What to do:
**1)** Summarize the crossword commentary in two sentences.
**2)** Carry the crossword commentary forward from its final sentence.
━━━━━ Document text
My Tool Chest remained firmly closed today, so I was expecting that this offering would elicit few stars for difficulty from Big Dave's crew. I was therefore a bit surprised to see that it rated three stars from Libellule. I even managed to decipher the name of the previously unknown-to-me English cartoonist.
Some possibly unfamiliar abbreviations, people, places, words and expressions used in today's puzzle
Used in Clues:
daily - noun 2 (also daily help) Brit. dated a domestic cleaner.
Used in Solutions:
char2 - noun Brit. informal a charwoman.
Heath Robinson - English cartoonist who is best known for drawings of eccentric machines; similar to his American counterpart, Rube Goldberg, his name has entered the language as a description of any unnecessarily complex and implausible contraption.
MB - abbreviation 1 Bachelor of Medicine.
on dit - [Collins English Dictionary] noun a rumour; piece of gossip [from French, literally: it is said, they say]
Libellule's review of today's puzzle may be found at Big Dave's Crossword Blog [DT 26173].
Commentary on Today's Puzzle
24a Drug used in extremely severe case (8)
Here, I got the solution before figuring out the wordplay. Even then, I pursued a few false leads before finally finding the right path. Although I realized that one needed the first and last letters of "severe", initially I mistakenly suspected that the indicator for this might be "case". At first, I also wrongly supposed that these letters formed the first and last letters of the solution (making it a container type clue), rather than the first two letters of the solution (making it a charade).
━━━━━━━━━━
━━━━━ The data
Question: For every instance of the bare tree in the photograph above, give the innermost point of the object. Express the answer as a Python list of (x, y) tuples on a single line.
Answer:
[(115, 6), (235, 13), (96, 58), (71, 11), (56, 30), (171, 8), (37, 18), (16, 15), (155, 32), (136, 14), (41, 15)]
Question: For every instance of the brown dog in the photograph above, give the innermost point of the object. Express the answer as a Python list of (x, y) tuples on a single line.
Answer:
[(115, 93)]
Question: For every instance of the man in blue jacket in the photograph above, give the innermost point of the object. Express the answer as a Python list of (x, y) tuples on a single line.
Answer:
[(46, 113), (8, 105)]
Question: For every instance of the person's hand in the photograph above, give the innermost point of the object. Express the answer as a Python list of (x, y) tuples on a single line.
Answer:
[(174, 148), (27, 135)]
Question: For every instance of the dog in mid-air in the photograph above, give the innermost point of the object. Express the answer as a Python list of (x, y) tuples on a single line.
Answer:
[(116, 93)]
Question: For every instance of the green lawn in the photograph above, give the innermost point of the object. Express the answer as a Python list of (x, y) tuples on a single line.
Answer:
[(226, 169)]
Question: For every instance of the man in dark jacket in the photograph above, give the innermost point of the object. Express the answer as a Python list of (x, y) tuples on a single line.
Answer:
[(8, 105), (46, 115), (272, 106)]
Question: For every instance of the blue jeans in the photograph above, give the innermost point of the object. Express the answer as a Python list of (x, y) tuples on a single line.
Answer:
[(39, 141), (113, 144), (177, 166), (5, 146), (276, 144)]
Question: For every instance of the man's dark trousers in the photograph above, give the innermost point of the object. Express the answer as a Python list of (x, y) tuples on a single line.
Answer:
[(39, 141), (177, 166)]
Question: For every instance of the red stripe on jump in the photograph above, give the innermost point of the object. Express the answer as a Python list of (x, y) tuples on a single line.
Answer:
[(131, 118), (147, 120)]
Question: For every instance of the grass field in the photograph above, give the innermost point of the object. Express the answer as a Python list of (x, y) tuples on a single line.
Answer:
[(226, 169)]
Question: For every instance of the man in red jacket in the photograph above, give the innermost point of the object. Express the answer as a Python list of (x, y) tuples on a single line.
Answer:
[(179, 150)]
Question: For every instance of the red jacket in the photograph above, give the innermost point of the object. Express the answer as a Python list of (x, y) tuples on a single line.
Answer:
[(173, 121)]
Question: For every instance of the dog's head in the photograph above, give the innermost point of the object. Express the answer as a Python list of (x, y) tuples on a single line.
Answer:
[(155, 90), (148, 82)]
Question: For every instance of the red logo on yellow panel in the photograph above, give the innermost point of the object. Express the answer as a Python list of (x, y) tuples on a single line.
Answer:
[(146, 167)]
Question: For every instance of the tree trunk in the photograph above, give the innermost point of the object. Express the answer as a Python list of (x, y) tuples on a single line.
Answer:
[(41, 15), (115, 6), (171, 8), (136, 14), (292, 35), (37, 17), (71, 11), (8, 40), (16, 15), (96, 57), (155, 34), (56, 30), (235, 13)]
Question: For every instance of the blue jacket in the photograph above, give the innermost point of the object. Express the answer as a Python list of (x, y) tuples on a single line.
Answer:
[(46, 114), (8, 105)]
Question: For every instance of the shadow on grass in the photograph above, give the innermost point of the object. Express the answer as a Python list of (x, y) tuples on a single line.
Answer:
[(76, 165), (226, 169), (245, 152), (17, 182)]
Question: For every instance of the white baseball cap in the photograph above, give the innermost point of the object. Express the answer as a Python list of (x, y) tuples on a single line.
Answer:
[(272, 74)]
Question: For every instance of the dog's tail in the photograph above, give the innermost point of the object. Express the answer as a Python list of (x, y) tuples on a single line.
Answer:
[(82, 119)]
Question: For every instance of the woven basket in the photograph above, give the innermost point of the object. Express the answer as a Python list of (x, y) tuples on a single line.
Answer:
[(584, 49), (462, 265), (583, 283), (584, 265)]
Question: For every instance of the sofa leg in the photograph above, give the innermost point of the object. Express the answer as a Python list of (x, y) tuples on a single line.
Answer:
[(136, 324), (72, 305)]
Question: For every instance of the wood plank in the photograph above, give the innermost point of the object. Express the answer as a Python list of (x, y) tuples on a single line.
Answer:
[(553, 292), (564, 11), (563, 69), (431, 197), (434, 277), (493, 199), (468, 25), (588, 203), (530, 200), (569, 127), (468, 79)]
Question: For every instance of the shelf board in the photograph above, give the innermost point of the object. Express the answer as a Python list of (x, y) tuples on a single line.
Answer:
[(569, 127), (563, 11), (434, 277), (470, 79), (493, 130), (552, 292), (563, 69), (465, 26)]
━━━━━━━━━━
Answers for the tasks:
**1)** The writer never opened the Tool Chest for this puzzle and expected a low difficulty rating, so was surprised that Libellule gave it three stars. The commentary explains unfamiliar terms from the clues and solutions, such as "daily," "char," Heath Robinson, "MB," and "on dit," and describes how, for 24a, the writer found the solution before the wordplay after wrongly taking "case" as the indicator and treating the clue as a container rather than a charade.

**2)**
The definition is "drug", with the solution being SEDATIVE. The wordplay is SE (extremely severe; i.e., the first and last letters of the word "severe") + DATIVE (case, in the grammatical sense).
2d Band playing Hart score (9)
Libellule says "Interestingly enough search on google does show a few composers whose second name is Hart". I thought that this might possibly be a reference to Lorenz Hart, who together with Richard Rodgers wrote the music for a number of Broadway productions. Although the term score encompasses both the vocal and instrumental parts of a musical composition, since Hart was the lyricist of the pair, I suppose that it would be more likely for a choir to sing his work than for an orchestra to play it.
In writing this, I had to electronically leaf through a few dictionaries trying to sort out what is meant by the term score. Some dictionaries defined score in very vague terms such as "The music written for a film or a play". However, we sometimes use the term music to mean both the vocal and instrumental components of a composition (e.g., "the music of the Beatles") while at other times we use the phrase "words and music" which seems to imply that the lyrics are a separate entity from the music.
5d Executive on the government side (11)
Like Libellule, I was sure that I must have missed some clever nuance in this clue - but that seems not to be the case. Libellule's sentiments on this clue echo my own thoughts precisely (or, given that he would have been first to voice them, I guess I should reverse that).